Polonyalı Albay TEOFİL LAPİNSKİ: “Göçmenlerin sorunu felakete dönüşüyor. Açlık ve hastalık had safhada. Trabzon’ gelen 100.000 kişi 70.000 kişiye indi. Samsun’a 70.000 kişi indi. Günlük ölü sayısı 500 kişidir. Trabzon’da bu sayı 400 kişidir. Gerede Kampı’nda 300 kişi, Akçakale ve Sarıdere’de günlük ölüm 120-150 kişi arasındadır. İtalyan Dr. BARAZZİ’nin raporlarında şu ibareler dikkat çekicidir (İnsanlar,uzun süre bitkiler,bitki kökleri ve ekmek kırıntılarıyla hayatta kalmaya çalışıyorlar.”
Rus Araştırmacı A.P.BERGE: “ Novorovski koyunda 17.000 kadar dağlının toplandığı kıyıda gördüklerimi unutamam. Onların bu durumunu görenler Hıristiyan da olsa, Müslüman da olsa, Ateist de olsa dayanamaz, çökerdi. Kışın soğuğunda, karda evsiz, yiyeceksiz ve doğru dürüst giyeceksiz bu insanlar tifo, tifüs ve çiçek hastalığının pençesindeydiler. Anasız kalmış çocuklar ölmüş annelerinin göğsünde süt arıyorlardı... Rus tarihinin yüz karası olan bu acılı sayfa Adige tarihi açısından büyük zararlara yol açtı. Sürgün, sosyal, ekonomik ve kültürel gelişmelerinin tarihini ve politik bir birlik olma sürecini uzun yıllar kesintiye uğrattı.”

### Kaynak Veriler
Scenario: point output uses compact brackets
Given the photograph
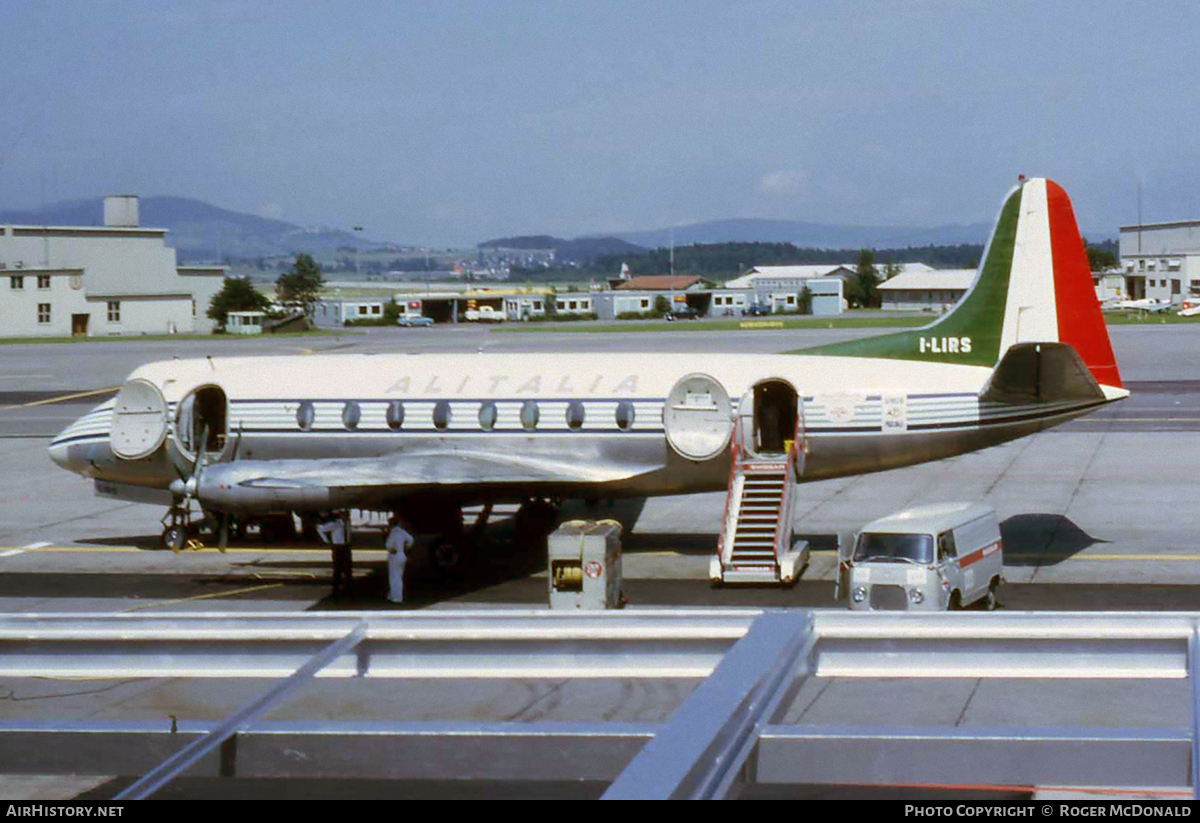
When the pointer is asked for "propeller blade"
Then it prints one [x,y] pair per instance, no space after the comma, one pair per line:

### Yapılacak İş
Adige sürgününe dair tanıklıkları aktaran metni kaldığı yerden sürdürün.

### Çıktı
Tercüman-ı Ahval ve Tasvir-i Efkar GAZETELERİ: “Ruslar, Kafkasya’nın tamamını yerle bir ettiler. Köyleri ateşe verdiler. Savaştan sonra da yerli halkları vatanlarından sürüyorlar, onlar da terkediyorlar...”
İng.Elçi LORD NAPİYER: “Çerkeslerden boşaltılan yerlere derhal Slavlar veya başka Hıristiyanlar yerleştiriliyorlar.”
İng. Konsolos GİFFORD PALGRAVE: “17 Nisan 1867 günü tüm Abhazya’yı dolaştım. Rus olmamaktan başka bir suçu olmayan Abhaz halkının böylesine yok edildiğine ve ülkenin tahrip edildiğine tanık olmak çok acı verici...”
İng. Konsolos R.H.LANG: “Samsun’dan çıkan 2718 yolcu Kıbrıs’a geldiğinde 853 kişi ölmüş ve diğerleri de ölüden farksızdı. Günlük ölüm sayısı 30-50 arasındadır” İngiliz Parlamenter M. ANSTEY’in Parlamentoda ki konuşması : “İngiltere’yle ticari ilişkiye girmeye inandırılmış,İngiliz yandaşı yapılmış olan Çerkesya’ya ihanetle suçluyorum sayın Lord Palmerston’u. Hindistan’daki çıkarlarımızla beraber Bağımsız Kuzey Kafkasya’yı bilerek ve iterek Ruslara teslim ettiğiniz için aynı zamanda İngiltere’ye de ihanet ettiniz...”
Lord PALMERSTON 8 yıl sonra aynı parlamentoda konuşurken şunları der: ”Sayın Lordlarım, Çerkesleri kendi başlarına büyük felaketlerle baş başa bıraktığımız doğrudur. Oysa, biz onlardan yardım istedik ve onları büyük fedakarlık ölçüsünde de kullandık...”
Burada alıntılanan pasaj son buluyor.